→ DATA EXCERPTS:
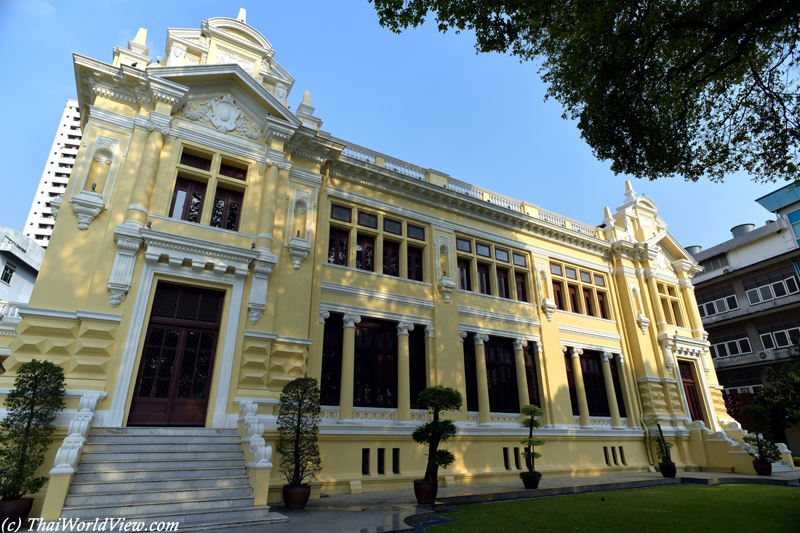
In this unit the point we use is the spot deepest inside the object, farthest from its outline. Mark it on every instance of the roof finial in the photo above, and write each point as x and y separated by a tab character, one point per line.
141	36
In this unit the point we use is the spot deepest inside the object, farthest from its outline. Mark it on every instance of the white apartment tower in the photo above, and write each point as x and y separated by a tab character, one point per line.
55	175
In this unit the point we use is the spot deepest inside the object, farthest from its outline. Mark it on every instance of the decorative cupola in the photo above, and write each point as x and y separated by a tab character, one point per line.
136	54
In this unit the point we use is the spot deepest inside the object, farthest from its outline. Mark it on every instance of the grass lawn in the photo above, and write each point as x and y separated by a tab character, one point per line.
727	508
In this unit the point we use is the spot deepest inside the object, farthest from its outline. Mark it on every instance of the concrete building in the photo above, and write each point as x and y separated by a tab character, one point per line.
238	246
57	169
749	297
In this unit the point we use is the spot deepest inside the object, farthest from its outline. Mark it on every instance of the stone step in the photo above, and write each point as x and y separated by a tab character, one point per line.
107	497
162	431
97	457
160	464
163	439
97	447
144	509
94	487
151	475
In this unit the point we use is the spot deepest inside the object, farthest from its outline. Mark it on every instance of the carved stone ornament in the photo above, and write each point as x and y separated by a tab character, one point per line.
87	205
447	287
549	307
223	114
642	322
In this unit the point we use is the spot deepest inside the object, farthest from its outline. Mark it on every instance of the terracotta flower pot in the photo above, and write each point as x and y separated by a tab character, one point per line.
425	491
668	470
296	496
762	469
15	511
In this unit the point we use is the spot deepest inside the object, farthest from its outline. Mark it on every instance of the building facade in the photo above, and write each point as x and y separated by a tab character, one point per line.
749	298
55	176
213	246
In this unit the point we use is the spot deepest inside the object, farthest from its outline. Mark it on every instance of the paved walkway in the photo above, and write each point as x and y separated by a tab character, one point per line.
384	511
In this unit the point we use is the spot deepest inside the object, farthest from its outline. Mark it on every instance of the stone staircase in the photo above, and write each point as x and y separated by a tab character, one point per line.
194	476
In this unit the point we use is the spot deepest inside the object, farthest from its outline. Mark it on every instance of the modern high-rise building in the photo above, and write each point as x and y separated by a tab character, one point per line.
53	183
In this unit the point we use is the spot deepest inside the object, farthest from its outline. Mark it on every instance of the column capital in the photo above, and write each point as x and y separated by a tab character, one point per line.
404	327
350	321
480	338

→ ASSIGNED TASK: Lines before the one containing "the stone staircase" are left out. Repeat that line and all lines after it in the records above exactly.

→ WRITTEN SOLUTION:
In this unit the point we use is the spot deepest inside the object, farthest from its outline. Mark it on every instance of the stone staircase in the photo above, and write each point as x and y separated by a tab character, one point per line.
194	476
In this unit the point we use is the spot deepest inside the object, farthest from its outline. Mark it on every instance of the modern high-rise building in the photo above, and write each point as x and y separated by a tab character, one point per line.
53	183
In this unit the point we use is the spot deepest inside the object, farthest from its outline. Mark it on every instance of the column capital in the photo above, and write each point as x and y separated by a tab character, one point per line.
404	327
350	321
480	338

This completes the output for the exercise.